> _What to do_:
a) Translate this sentence from the page text into Spanish: "It could look like federations of semi-autonomous zones rather than a single revolutionary state."
b) In the page text, list every movement or action named in the sentence beginning "Look at the UAW strikes".
c) Rewrite the part of the page text starting with "Great piece, thanks, D." and going on through "Thanks again.", with "piece" changed to "article" everywhere it occurs.

6. What Winning Might Look Like
Let’s be honest—we’re not getting a utopia where billionaires hand over their yachts and we all sing in the fields. But victory might look like pushing the system to a breaking point where power is redistributed—where unfairly accumulated wealth is seized, debt is abolished, monopolies are broken up, land is reclaimed, and new political-economic structures emerge that prioritize survival and care over profit and exploitation.
It could be messy, uneven—some regions reclaiming autonomy while others sink deeper into oligarchic control. It could look like federations of semi-autonomous zones rather than a single revolutionary state. But the goal would be to fracture the power of the OCFC—to drag wealth back down into the commons and rebuild from there.
7. Why It’s Not Impossible
Because cracks are already showing. The elite is scared. That’s why they’re ramping up censorship, militarizing the police, and pushing "divide and rule" harder than ever. If they were truly confident, they wouldn’t be this desperate.
And climate change is the wildcard. It’s going to force a reckoning. Populations are going to move. Supply chains will fail. The OCFC thinks it can surf this chaos, but chaos has a way of overwhelming even the most calculated plans. When that moment comes—the question is whether people are organized, connected, and ready to seize the rupture.
Final Thought: It’s Already Happening
Look at the UAW strikes, the teachers' strikes, the mutual aid during COVID, the water defenders, the land back movements, tenant unions refusing evictions. It’s small, fragmented—but it’s there. It’s the early form of what could become a working-class internationalism that finally breaks through the nationalist, racial divisions the oligarchs rely on.
Great piece, thanks, D. Regarding your somewhat inexplicable feeling of happiness last night, I just read a piece in the Atlantic on Seamus Heaney. The author of the piece shares a quote from a poem of Heaney’s that she takes inspiration from: “Walk on air against your better judgement.” The author adds, “It gives you the ability, the permission, to hold the full complicated equation of life lightly.”
I also recently finished Rilke’s Book of Hours. Very beautiful and inspiring.
Thanks again.
Back to the future...remember the old slogan "Workers of the World Unite!"? The global capitalist elite has been at this project a long time, and the ruined economies of Latin America are proof of the wreckage left behind when the corporate capitalist vultures move on. NAFTA was already a step towards nailing the coffin of American industry while exploiting workers in Mexico--a move that Canada has been happy to benefit from. Trump's tariffs aren't going to bring American industry back again...the corporations have moved on. Yes, we are all implicated, every single one of us who pays taxes, uses American banking / credit systems or has a stock investment. Short of living off the grid--which many are now doing like it or not, as "unhoused" people--we are participant-observers in the events of our time, and have to take responsibility for what's happening. What does that look like? Speaking truth to power, at minimum. We may be called to put our bodies on the line in the streets--which was pretty hazardous back in the '90s, if you remember the Occupy or NAFTA protests. I think the over-50 crowd, in particular, have a responsibility to speak up and demand that our elected representatives and court system do whatever they can to stop the criminal takeover of the United States by the corporate financial mafia you and Bolsen are describing. Yes, we should definitely be looking for opportunities for solidarity with people who have been or are being steamrolled in other countries. But we must be especially vigilant and active here, on our own streets and in our own backyards.

> _Data block_:

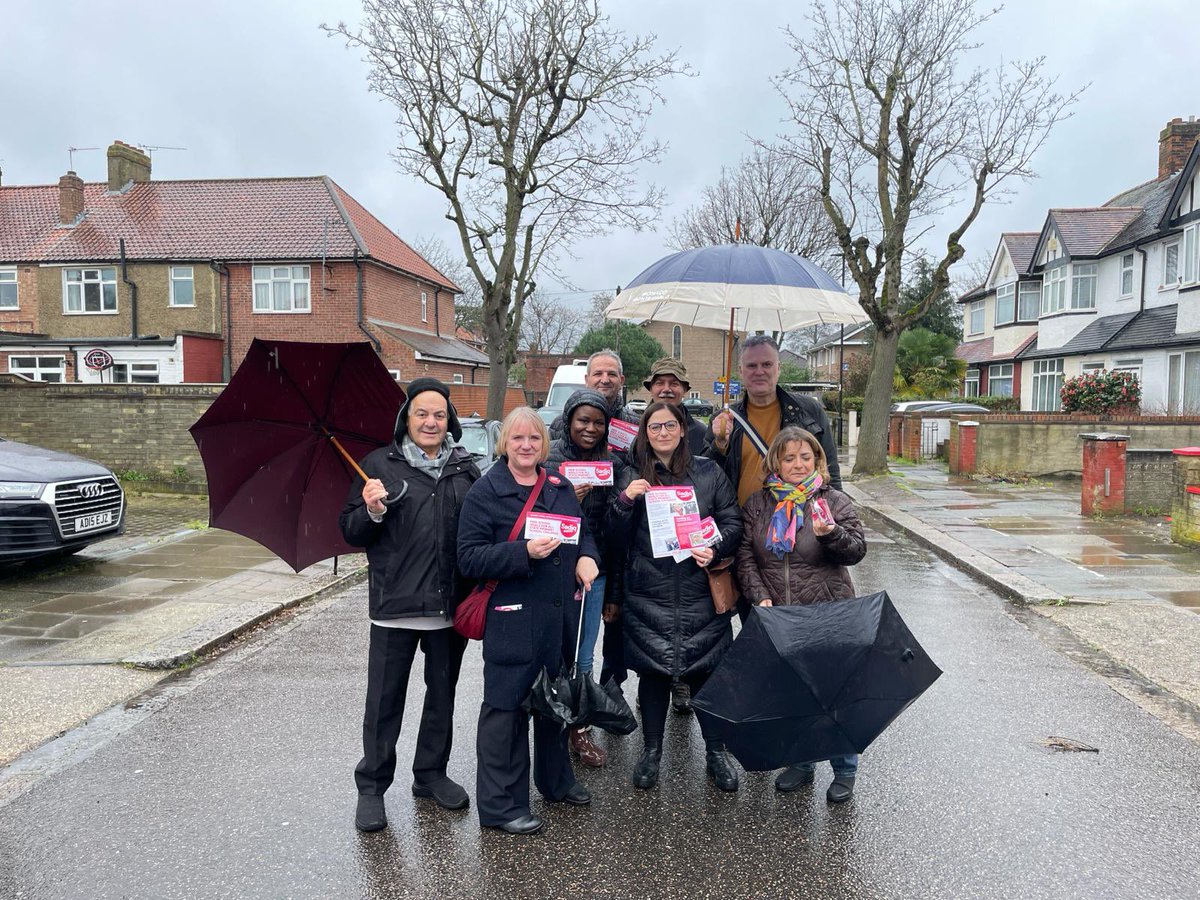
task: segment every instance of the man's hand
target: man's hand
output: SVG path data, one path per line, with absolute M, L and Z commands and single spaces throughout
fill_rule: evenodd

> _Responses by item number_:
a) Podría parecerse a federaciones de zonas semiautónomas en lugar de un único Estado revolucionario.

b)
- the UAW strikes
- the teachers' strikes
- the mutual aid during COVID
- the water defenders
- the land back movements
- tenant unions refusing evictions

c)
Great article, thanks, D. Regarding your somewhat inexplicable feeling of happiness last night, I just read a article in the Atlantic on Seamus Heaney. The author of the article shares a quote from a poem of Heaney’s that she takes inspiration from: “Walk on air against your better judgement.” The author adds, “It gives you the ability, the permission, to hold the full complicated equation of life lightly.”
I also recently finished Rilke’s Book of Hours. Very beautiful and inspiring.
Thanks again.